__Text section__:
In addition, in the April 28 Letter, TAR Holdings reiterated its prior requests that the Board (i) promptly provide a current and accurate analysis of the potential for an ownership change under Section 382 of the Internal Revenue Code and (ii) waive the application of the terms of the Purported Poison Pill and the application of Section 203 of the Delaware General Corporations Law if TAR Holdings (or Karen Singer) acquires shares of common stock of the Issuer such that its aggregate beneficial ownership of Issuer common stock does not exceed 19.9% of the outstanding shares of Issuer common stock.

 

 

 

TAR Holdings also confirmed that there are no “extensive and undisclosed ties” between TAR Holdings and Karen Singer, on the one hand, and Stephen Baksa and Thomas Candelaria, on the other hand, and that no relationship (whether as a “group” under section 13(d) of the Securities and Exchange Act of 1934, or otherwise) exists between TAR Holdings or Karen Singer and Messrs’ Baksa and Candelaria, as the Issuer improperly alleged in the April 25 Press Release.

__Extracted records__:
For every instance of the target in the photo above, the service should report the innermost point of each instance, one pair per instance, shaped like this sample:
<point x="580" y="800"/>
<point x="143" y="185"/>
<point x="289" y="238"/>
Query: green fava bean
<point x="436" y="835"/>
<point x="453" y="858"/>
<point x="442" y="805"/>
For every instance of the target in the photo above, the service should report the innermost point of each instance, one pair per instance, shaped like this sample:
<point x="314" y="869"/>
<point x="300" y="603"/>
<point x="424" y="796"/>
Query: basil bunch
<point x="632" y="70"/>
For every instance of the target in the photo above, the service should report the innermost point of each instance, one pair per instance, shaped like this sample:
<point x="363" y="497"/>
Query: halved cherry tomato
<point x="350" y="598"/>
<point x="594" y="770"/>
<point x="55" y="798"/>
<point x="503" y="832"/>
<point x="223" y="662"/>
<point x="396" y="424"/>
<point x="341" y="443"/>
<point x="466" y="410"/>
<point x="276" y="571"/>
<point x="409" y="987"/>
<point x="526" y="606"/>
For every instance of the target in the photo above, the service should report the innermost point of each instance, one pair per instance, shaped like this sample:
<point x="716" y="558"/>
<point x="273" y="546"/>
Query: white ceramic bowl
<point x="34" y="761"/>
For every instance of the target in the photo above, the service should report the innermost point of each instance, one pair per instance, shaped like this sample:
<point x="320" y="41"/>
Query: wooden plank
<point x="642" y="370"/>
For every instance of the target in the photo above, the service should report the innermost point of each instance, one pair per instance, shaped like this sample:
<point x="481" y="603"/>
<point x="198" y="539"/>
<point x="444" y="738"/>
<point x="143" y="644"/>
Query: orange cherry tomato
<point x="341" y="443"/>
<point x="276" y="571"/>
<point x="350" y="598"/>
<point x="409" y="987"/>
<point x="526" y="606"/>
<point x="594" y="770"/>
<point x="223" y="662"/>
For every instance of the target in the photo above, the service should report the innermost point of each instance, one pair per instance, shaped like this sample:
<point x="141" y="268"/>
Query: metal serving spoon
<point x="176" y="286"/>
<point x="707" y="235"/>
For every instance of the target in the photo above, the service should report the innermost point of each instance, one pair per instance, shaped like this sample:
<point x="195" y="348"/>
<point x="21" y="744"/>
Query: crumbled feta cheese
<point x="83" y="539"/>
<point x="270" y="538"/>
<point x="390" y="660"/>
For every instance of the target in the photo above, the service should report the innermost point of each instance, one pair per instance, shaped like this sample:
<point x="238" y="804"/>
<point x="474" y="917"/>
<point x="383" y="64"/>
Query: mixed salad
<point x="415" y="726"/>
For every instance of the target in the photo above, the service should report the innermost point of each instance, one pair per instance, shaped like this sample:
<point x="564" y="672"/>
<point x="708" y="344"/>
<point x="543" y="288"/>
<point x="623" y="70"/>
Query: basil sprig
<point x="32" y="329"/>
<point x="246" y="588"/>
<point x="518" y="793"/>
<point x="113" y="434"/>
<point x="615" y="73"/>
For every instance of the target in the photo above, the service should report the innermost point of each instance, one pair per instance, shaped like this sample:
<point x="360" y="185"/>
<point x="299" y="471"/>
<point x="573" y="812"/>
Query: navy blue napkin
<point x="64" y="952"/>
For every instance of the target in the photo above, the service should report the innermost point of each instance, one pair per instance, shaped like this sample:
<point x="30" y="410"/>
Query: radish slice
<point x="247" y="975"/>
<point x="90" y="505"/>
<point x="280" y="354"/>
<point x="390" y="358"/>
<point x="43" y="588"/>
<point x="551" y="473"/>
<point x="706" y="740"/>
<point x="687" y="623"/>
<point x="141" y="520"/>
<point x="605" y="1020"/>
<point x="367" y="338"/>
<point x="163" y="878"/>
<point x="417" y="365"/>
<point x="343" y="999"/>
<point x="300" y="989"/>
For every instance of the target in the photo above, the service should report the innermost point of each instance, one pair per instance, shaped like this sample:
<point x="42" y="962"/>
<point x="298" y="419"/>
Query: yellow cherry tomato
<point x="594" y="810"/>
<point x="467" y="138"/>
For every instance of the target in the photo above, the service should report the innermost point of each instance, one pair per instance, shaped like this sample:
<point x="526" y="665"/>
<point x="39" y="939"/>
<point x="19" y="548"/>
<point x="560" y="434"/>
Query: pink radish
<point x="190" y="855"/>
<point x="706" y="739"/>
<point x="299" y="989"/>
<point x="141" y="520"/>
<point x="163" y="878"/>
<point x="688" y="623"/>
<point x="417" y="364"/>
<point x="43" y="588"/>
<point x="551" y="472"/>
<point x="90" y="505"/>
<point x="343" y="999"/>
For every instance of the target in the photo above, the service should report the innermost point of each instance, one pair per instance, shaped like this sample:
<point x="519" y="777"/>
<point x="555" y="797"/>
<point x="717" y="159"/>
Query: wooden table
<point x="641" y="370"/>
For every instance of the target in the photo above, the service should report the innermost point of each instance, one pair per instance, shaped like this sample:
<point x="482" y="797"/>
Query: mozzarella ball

__Objective__:
Please carry the passage on TAR Holdings' April 28 Letter forward, starting after its final sentence.

__Result of this task__:
Except in connection with the matters described in this Item 4 and as contemplated herein, Ms. Singer does not currently have any specific plans or proposals that relate to or would result in any of the actions or events specified in clauses (a) through (j) of Item 4 of Schedule 13D. Ms. Singer reserves the right to change plans and take any and all actions that Ms. Singer may deem appropriate to maximize the value of her investment, including, among other things, purchasing or otherwise acquiring additional securities of the Issuer, selling or otherwise disposing of any securities of the Issuer beneficially owned by her, in each case in the open market or in privately negotiated transactions or formulating other plans or proposals regarding the Issuer or its securities to the extent deemed advisable by Ms. Singer in light of her general investment policies, market conditions, subsequent developments affecting the Issuer and the general business and future prospects of the Issuer. Ms. Singer may take any other action with respect to the Issuer or any of the Issuer’s debt or equity securities in any manner permitted by applicable law.

 

Item 5. Interest in Securities of the Issuer.

  

Item 5 of the Statement is hereby amended and restated as follows:

 

The aggregate percentage of shares of Common Stock reported owned is based upon 20,681,047 shares of Common Stock outstanding as reported in the Issuer’s Form 10-K filed on April 17, 2017.

 

A. TAR Holdings LLC

 

(a) As of the date hereof, TAR Holdings beneficially owns 2,100,718 shares of Common Stock, which shares are held directly by TAR Holdings.

 

Percentage: Approximately 10.16%

 

(b)           1. Sole power to vote or direct vote: 2,100,718

 

2. Shared power to vote or direct vote: 0

 

3. Sole power to dispose or direct the disposition: 2,100,718

 

4. Shared power to dispose or direct the disposition: 0

 

(c) Not applicable.

 

 

 

B. Ms. Singer

 

(a) As of the date hereof, Ms. Singer, as the sole Member of TAR Holdings, indirectly beneficially owns 2,100,718 shares of Common Stock held by TAR Holdings.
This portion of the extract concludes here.